─── Data provided ───

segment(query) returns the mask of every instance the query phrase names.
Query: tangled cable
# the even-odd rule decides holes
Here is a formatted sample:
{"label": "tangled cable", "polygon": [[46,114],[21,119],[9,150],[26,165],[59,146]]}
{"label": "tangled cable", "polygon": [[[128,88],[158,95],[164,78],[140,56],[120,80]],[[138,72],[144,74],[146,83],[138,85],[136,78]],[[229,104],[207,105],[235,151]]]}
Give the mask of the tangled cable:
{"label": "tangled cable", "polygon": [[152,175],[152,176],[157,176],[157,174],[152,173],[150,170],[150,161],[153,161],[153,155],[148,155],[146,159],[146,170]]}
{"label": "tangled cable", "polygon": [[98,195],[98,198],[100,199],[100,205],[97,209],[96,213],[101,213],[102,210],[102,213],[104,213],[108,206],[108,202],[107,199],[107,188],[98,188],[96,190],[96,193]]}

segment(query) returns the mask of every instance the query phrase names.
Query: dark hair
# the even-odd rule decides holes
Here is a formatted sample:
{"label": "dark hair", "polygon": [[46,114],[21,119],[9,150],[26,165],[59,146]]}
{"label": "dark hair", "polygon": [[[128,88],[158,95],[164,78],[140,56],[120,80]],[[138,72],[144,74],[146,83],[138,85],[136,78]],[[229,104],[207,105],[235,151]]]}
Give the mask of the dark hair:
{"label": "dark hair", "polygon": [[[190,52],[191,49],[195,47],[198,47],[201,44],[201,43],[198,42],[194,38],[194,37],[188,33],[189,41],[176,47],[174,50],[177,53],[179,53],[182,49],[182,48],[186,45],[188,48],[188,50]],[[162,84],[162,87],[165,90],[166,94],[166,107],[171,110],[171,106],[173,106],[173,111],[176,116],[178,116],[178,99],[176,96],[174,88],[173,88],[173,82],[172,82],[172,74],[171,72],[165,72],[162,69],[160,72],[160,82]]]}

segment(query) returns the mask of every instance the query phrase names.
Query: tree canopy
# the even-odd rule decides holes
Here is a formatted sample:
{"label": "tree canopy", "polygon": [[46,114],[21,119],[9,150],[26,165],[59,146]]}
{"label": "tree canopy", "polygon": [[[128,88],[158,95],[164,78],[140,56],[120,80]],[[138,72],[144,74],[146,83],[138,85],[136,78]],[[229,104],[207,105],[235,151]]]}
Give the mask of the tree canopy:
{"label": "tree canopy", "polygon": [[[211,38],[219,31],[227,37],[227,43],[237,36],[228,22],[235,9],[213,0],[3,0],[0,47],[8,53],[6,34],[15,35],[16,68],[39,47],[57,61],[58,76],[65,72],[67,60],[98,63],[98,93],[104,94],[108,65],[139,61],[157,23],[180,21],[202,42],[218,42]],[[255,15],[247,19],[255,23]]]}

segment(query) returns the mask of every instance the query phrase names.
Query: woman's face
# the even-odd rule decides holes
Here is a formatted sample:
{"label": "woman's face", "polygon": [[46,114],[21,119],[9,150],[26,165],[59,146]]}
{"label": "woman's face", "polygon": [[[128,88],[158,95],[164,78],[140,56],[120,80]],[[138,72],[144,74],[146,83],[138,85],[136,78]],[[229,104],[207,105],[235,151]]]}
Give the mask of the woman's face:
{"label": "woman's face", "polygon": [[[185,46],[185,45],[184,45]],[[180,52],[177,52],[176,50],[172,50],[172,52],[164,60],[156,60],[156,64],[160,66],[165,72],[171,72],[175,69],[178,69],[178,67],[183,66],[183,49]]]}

───
─── Data provided ───

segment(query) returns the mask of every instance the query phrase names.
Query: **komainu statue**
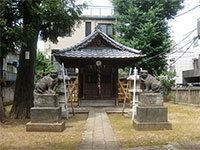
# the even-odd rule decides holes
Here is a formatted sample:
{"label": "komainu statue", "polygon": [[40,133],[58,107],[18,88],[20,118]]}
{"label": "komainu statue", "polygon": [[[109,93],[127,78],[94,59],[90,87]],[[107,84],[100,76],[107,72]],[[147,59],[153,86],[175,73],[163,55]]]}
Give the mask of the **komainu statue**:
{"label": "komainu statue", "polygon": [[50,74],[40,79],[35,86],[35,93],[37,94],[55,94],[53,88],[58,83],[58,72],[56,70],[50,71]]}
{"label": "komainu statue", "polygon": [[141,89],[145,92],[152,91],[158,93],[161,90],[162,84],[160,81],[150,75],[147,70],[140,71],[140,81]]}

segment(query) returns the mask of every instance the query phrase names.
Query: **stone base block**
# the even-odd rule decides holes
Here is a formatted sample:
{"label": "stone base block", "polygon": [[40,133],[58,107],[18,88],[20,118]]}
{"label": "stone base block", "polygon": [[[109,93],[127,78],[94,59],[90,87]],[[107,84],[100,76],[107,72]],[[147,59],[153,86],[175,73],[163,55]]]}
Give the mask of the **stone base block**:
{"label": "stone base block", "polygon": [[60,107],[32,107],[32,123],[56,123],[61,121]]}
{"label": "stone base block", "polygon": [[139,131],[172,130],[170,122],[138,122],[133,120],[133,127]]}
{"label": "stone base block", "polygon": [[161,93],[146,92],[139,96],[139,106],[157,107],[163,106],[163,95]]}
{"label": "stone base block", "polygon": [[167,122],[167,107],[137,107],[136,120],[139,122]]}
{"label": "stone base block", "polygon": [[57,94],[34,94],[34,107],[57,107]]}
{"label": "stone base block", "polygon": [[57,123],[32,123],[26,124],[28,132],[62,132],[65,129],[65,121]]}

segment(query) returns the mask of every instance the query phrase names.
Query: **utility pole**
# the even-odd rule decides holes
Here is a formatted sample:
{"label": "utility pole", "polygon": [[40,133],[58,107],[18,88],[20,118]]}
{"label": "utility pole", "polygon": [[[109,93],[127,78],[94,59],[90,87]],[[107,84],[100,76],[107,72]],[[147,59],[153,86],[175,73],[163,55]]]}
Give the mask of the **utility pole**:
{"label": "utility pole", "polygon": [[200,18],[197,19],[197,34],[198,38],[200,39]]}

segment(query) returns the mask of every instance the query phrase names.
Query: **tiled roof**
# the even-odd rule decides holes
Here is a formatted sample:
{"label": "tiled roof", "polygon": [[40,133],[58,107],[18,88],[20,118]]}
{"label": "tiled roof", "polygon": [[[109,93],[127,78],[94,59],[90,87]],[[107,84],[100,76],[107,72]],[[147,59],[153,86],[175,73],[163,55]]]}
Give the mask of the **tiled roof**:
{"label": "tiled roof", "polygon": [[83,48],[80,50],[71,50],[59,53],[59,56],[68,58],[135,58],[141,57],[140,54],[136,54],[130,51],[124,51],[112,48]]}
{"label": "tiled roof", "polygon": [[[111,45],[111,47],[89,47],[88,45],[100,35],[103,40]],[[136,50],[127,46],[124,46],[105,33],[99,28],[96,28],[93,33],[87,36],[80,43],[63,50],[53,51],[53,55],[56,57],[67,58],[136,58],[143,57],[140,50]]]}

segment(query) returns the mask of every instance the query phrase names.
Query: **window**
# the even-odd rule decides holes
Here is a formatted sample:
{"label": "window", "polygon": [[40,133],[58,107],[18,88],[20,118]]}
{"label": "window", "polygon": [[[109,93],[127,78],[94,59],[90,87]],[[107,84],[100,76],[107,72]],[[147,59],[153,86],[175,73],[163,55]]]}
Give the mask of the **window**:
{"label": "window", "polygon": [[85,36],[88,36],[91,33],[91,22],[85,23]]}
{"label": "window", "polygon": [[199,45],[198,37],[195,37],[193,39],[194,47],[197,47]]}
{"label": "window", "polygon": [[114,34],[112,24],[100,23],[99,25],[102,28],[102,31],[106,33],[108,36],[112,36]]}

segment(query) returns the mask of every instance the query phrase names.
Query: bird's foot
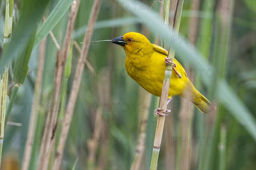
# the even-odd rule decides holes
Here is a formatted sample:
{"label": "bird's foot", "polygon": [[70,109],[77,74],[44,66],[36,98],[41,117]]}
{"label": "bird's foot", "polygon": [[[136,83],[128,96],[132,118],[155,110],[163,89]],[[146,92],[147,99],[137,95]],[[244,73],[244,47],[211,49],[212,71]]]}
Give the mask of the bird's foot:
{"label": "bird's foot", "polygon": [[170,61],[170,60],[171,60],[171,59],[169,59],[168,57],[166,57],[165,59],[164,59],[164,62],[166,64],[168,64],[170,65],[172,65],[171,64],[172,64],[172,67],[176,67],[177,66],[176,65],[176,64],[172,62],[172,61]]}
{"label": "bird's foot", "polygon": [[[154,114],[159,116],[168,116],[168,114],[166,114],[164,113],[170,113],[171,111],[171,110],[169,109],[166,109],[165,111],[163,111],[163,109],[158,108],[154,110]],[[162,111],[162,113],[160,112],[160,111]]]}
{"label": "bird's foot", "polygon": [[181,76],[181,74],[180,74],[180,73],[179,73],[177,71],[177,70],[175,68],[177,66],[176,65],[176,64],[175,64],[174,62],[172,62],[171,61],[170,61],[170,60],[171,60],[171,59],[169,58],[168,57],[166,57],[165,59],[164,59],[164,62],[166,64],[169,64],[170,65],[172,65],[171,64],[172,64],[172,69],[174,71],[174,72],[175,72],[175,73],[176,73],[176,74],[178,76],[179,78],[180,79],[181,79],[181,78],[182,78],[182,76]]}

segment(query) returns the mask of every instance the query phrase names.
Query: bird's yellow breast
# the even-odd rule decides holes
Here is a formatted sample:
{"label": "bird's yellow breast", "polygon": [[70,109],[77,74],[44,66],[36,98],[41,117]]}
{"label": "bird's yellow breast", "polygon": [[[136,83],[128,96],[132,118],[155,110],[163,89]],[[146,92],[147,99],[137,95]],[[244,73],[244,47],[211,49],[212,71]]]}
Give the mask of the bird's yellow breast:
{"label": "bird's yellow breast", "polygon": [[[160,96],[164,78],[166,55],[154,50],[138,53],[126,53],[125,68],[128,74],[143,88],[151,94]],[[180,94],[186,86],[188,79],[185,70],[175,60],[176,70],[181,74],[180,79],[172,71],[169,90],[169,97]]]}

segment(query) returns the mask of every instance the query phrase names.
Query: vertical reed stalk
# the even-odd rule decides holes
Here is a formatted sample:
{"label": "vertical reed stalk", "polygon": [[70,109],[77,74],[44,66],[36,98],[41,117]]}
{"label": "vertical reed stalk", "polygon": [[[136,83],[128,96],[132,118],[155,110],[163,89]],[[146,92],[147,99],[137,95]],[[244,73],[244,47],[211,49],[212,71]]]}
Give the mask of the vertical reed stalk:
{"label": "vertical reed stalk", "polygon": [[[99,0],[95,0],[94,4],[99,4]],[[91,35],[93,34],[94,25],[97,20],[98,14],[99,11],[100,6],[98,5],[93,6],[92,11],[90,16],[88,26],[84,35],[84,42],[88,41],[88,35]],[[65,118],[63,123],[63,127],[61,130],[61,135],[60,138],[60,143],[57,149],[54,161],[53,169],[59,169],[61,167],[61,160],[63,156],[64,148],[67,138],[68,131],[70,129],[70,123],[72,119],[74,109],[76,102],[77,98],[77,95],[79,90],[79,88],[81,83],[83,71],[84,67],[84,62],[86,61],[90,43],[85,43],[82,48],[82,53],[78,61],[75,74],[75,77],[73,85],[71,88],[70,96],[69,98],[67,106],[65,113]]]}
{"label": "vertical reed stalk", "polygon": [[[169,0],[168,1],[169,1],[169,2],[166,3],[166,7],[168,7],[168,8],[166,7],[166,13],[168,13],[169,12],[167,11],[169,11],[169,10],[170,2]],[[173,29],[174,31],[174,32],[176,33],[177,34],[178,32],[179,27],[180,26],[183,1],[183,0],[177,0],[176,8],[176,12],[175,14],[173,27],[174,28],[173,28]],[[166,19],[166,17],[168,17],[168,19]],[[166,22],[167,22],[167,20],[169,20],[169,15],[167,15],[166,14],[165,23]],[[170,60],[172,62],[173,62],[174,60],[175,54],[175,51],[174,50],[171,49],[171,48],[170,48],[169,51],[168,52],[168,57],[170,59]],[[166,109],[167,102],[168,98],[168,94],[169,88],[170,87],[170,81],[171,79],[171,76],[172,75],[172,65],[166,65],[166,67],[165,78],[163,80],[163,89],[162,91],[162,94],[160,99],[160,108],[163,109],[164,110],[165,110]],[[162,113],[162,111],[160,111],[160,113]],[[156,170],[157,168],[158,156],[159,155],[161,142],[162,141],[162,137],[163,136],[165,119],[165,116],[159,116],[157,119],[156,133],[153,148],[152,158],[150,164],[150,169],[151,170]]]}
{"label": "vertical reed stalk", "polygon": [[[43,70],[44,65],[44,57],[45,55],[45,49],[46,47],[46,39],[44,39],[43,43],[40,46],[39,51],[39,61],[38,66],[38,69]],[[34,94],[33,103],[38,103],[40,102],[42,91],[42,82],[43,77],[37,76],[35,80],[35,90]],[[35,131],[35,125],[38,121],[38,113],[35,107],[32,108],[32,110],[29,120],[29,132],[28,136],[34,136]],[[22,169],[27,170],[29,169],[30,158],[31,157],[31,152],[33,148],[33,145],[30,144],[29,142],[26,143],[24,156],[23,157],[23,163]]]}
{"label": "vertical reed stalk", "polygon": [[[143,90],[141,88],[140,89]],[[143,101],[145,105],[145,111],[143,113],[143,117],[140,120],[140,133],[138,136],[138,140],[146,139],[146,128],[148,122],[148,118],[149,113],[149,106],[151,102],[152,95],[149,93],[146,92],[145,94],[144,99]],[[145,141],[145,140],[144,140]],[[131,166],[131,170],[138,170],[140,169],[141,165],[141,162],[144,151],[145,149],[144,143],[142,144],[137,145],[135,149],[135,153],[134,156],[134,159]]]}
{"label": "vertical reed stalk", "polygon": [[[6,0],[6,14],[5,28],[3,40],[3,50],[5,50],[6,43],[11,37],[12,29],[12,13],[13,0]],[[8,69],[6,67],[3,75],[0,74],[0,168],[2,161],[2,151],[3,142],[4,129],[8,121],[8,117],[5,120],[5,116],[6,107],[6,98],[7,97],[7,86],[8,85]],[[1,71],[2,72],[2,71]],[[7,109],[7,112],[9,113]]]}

───

Task: Which lines in the records above contain the string "dark"? Report each such line in full.

Correct result:
Query: dark hair
{"label": "dark hair", "polygon": [[46,114],[21,119],[9,150],[26,165],[59,146]]}
{"label": "dark hair", "polygon": [[[128,88],[158,95],[164,78],[140,56],[120,80]],[[138,72],[144,74],[146,83],[138,85],[136,78]],[[229,104],[207,105],[235,151]]]}
Give the mask of the dark hair:
{"label": "dark hair", "polygon": [[[190,52],[191,49],[195,47],[198,47],[201,44],[201,43],[198,42],[194,38],[194,37],[188,33],[189,41],[176,47],[174,50],[177,53],[179,53],[182,49],[182,48],[186,45],[188,48],[188,50]],[[162,84],[162,87],[165,90],[166,94],[166,107],[171,110],[171,106],[173,106],[173,111],[176,116],[178,116],[178,99],[176,96],[174,88],[173,88],[173,82],[172,82],[172,74],[171,72],[165,72],[162,69],[160,72],[160,82]]]}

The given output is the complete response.